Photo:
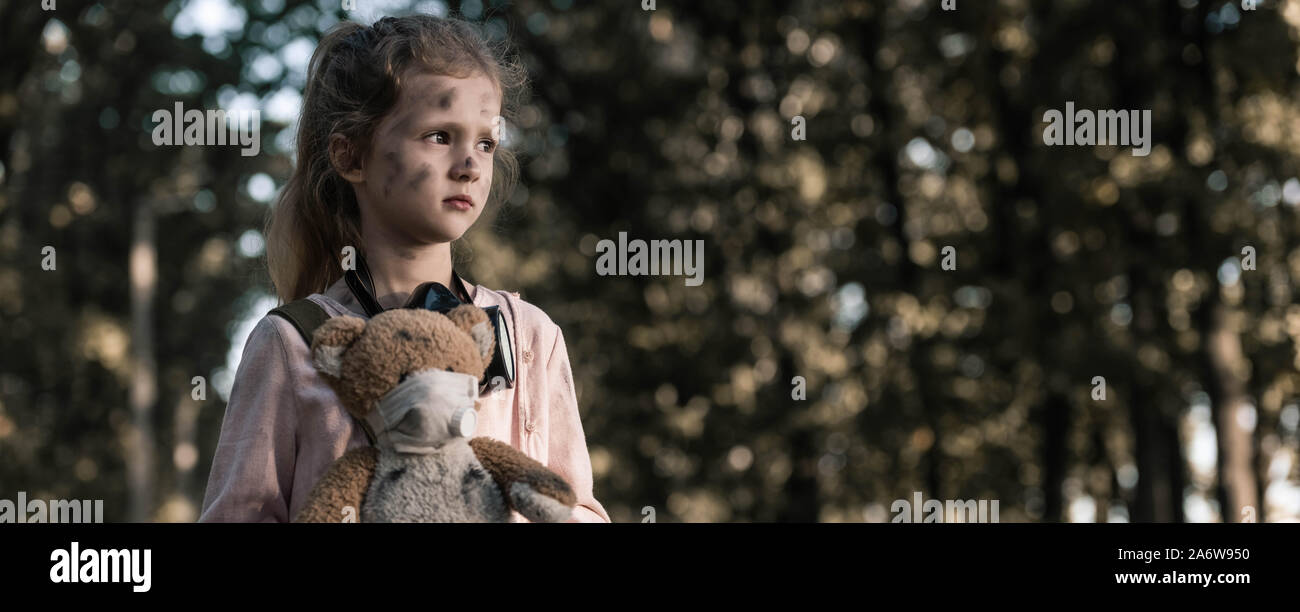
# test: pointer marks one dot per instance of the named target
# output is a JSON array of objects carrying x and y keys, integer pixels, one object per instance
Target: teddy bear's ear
[
  {"x": 330, "y": 339},
  {"x": 475, "y": 322}
]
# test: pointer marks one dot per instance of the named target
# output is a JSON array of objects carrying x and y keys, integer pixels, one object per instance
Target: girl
[{"x": 397, "y": 156}]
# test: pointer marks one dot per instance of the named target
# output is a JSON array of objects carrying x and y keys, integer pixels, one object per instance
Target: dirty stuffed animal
[{"x": 414, "y": 377}]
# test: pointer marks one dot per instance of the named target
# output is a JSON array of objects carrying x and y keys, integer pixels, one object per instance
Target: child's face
[{"x": 437, "y": 144}]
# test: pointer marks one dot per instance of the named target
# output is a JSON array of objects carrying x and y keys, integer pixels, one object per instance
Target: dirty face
[{"x": 429, "y": 169}]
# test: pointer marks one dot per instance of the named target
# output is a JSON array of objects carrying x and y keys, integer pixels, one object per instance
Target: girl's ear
[
  {"x": 345, "y": 160},
  {"x": 332, "y": 339}
]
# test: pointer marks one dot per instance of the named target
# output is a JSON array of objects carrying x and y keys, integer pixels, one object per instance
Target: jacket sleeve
[
  {"x": 254, "y": 465},
  {"x": 567, "y": 454}
]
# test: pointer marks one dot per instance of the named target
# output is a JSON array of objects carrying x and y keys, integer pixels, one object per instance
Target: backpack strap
[{"x": 306, "y": 316}]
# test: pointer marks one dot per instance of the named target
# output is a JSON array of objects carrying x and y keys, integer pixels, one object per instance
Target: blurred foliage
[{"x": 822, "y": 255}]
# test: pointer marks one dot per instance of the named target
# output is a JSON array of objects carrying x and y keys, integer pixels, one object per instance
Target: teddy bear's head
[{"x": 364, "y": 360}]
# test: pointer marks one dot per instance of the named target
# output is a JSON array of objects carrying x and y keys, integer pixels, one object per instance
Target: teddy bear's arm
[
  {"x": 343, "y": 485},
  {"x": 529, "y": 487}
]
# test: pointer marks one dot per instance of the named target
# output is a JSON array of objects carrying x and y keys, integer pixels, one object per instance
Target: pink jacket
[{"x": 284, "y": 425}]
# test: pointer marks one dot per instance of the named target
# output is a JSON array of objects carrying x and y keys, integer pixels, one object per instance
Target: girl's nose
[{"x": 466, "y": 170}]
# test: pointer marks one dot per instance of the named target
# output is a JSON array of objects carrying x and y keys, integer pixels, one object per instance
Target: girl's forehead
[{"x": 442, "y": 92}]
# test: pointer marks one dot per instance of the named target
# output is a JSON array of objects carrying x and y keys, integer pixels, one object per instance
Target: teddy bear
[{"x": 412, "y": 376}]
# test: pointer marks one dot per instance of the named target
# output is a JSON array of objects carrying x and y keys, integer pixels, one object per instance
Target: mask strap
[{"x": 363, "y": 287}]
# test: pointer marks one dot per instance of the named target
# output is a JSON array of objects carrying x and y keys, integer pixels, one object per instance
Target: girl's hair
[{"x": 352, "y": 82}]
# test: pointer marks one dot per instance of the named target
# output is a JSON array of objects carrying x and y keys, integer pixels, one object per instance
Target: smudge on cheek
[
  {"x": 420, "y": 176},
  {"x": 394, "y": 172}
]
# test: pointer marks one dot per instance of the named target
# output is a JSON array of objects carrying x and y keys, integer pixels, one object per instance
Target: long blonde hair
[{"x": 352, "y": 82}]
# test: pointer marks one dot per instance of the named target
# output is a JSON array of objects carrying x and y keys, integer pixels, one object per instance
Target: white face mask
[{"x": 425, "y": 411}]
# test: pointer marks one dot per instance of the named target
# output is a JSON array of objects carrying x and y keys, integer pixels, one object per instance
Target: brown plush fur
[
  {"x": 398, "y": 342},
  {"x": 343, "y": 485},
  {"x": 507, "y": 465},
  {"x": 369, "y": 357}
]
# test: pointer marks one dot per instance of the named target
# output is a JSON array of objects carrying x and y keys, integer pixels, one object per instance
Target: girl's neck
[{"x": 397, "y": 272}]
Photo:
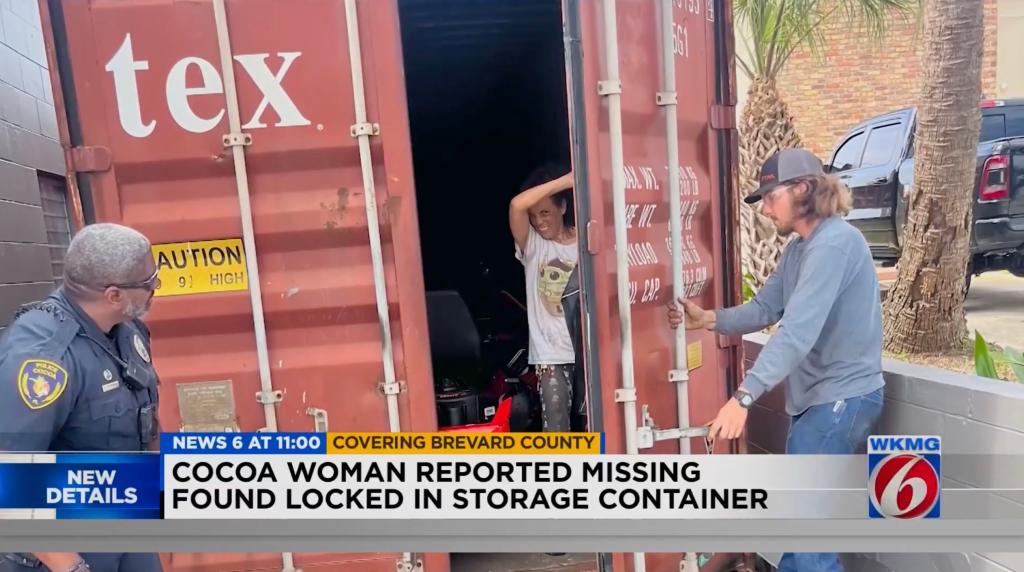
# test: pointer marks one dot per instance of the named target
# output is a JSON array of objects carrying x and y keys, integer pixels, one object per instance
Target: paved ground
[{"x": 995, "y": 308}]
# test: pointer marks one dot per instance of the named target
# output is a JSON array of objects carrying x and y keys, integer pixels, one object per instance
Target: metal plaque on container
[{"x": 207, "y": 406}]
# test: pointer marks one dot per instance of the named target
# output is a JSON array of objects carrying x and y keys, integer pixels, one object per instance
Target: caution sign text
[{"x": 201, "y": 267}]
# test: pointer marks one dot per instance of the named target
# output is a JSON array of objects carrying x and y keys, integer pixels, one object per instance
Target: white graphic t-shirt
[{"x": 548, "y": 266}]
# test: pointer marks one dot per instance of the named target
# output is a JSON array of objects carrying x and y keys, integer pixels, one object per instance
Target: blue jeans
[{"x": 838, "y": 428}]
----
*Exercise requirements*
Would you write out the material above in full, exactly as given, except for its pictures?

*Output below*
Photo:
# test: pointer marks one dot per instance of the named target
# output is a JSON array of objects carrying x and y keys, integer pixels, one object per instance
Target: teddy bear's ear
[
  {"x": 330, "y": 339},
  {"x": 475, "y": 322}
]
# test: pointer marks one dot per instance of the named target
# output is a JSON array of objects carrying x and y keys, integer pixels, one object per instance
Target: girl
[{"x": 397, "y": 156}]
# test: pointer marks one dot per instance of the named target
# output is a JSON array of objects carrying x and y keys, integer pixels, one object per instance
Target: dirty stuffed animal
[{"x": 414, "y": 377}]
# test: pointer marks one dot per instance of the named target
# output is a JSON array of objects carrying x and y keys, integer pixels, one object per instance
Target: child's face
[{"x": 437, "y": 144}]
# test: pointer marks one dot per instance of the named target
# output is a JSON array of objects carrying x and y keys, integer pixels, one object per instance
Target: dirty face
[{"x": 429, "y": 169}]
# test: pointer marks one dot per instance of the named target
# output is a JSON array of objects carrying x and y keys, integer pixels, one object per instance
Target: girl's ear
[
  {"x": 345, "y": 160},
  {"x": 332, "y": 339}
]
# test: pointer marks one dot per instance of the named target
# output is a JSON array of objects carrying x and y keys, integer pixels, one object per instance
Target: jacket sleeve
[
  {"x": 254, "y": 465},
  {"x": 567, "y": 454}
]
# test: pointer marks one dot per instance of the named target
# output is a JSON array of objects carrying x and y keys, integer pixels, one object per instance
Target: backpack strap
[{"x": 306, "y": 316}]
# test: pointer marks one dot per instance of the named target
# output is a JSON array of objects carrying x and y keys, integer pixels, one object per instance
Target: blurred foliage
[{"x": 822, "y": 255}]
# test: pointer marks one dot per instance of the named target
# output is a JSON array of objects carrying x and y keys, integer pixels, one object per instance
Target: teddy bear's head
[{"x": 364, "y": 360}]
# test: pointer marks one dot per instance of the named target
# output is a JSON array of objects carrying x and y keys, integer pixels, one object per instance
Target: teddy bear's arm
[
  {"x": 343, "y": 485},
  {"x": 529, "y": 487}
]
# test: pointer marks one dot per instance of the named target
# output is a JSON array of objects carrying x and y keys, integer pixels, one object per instance
Target: pink jacket
[{"x": 284, "y": 425}]
# test: pointer marks one dot per instance of the named target
# output is a JSON array of objects carrying x and y keys, integer pixels, one object per instance
Target: girl's nose
[{"x": 466, "y": 170}]
# test: pointer marks one dot per instance of the named target
# output is a JSON array of objects carrying x and y keys, integer pixels, one object per instance
Target: girl's forehead
[{"x": 442, "y": 92}]
# test: pointer marks one dot per instance of the named target
# output is a JSON array of objects carrying x and y keys, integer pixels, one object per instance
Target: teddy bear
[{"x": 412, "y": 376}]
# test: pointer marks one dot per instance of the named target
# output is a JSON array of objects carrying x and y keys, integer pixels, one object per instance
Target: mask strap
[{"x": 363, "y": 287}]
# test: pointer marks one dot per instance of the named target
# output is a JSON array of objects carrying x and y keys, integer pixels, one object per instance
Target: girl's hair
[{"x": 352, "y": 82}]
# test: pointer marks one dot per instance of the named target
# output is a JSON array of objects carrying x and y keys, integer pixels, one object per instance
Target: smudge on cheek
[
  {"x": 420, "y": 176},
  {"x": 394, "y": 172}
]
# test: pointer marks one dot per instance of the named target
# output is a JSON array of objects carrying x and y keys, integer pixels, one object per instance
Target: long blonde hair
[{"x": 352, "y": 82}]
# test: pointer marks one dot per instance of the named target
# output is a JSON array of objects carrying x and y keys, integer pixels, one object per instance
Target: white face mask
[{"x": 425, "y": 411}]
# test: pointer marks one dot per instance of the named target
# output is a JSON array of objects carrying x and y keys, integer pixels, one object per instance
Target: brown plush fur
[
  {"x": 398, "y": 342},
  {"x": 343, "y": 485},
  {"x": 507, "y": 465},
  {"x": 369, "y": 357}
]
# test: pointer marks one dot per instance of the named target
# output is a JSON array of objects carrying x and y keys, integer pixels, one object per instance
Target: girl's neck
[{"x": 397, "y": 272}]
Photo:
# test: pointer marks one dot per instance of the named target
# output is a JSON array of objects carrying x and y keys, integer pixels, one object per instance
Target: paved ground
[{"x": 995, "y": 308}]
# test: pointer marks one dot per instance of the named target
# output is a JSON array of objects carrying x and y keys, integer pixels, one object per instance
Target: metal plaque on container
[{"x": 207, "y": 406}]
# test: pointer marks one dot per instance of the named target
# output is a JSON array of objects carrying x and y keys, integer pixels, one object per instance
Target: caution sign text
[{"x": 201, "y": 267}]
# test: pointer marks one dot per instance of the named target
# output is a JSON array of objects carrying x and y keys, integer pixels, one object per instance
Target: white graphic t-shirt
[{"x": 548, "y": 266}]
# test: pointer marks one dot per instance of the named target
# output is a JSON array of objects carrying x and y keys, integer pixels, one object per instance
Target: blue jeans
[{"x": 838, "y": 428}]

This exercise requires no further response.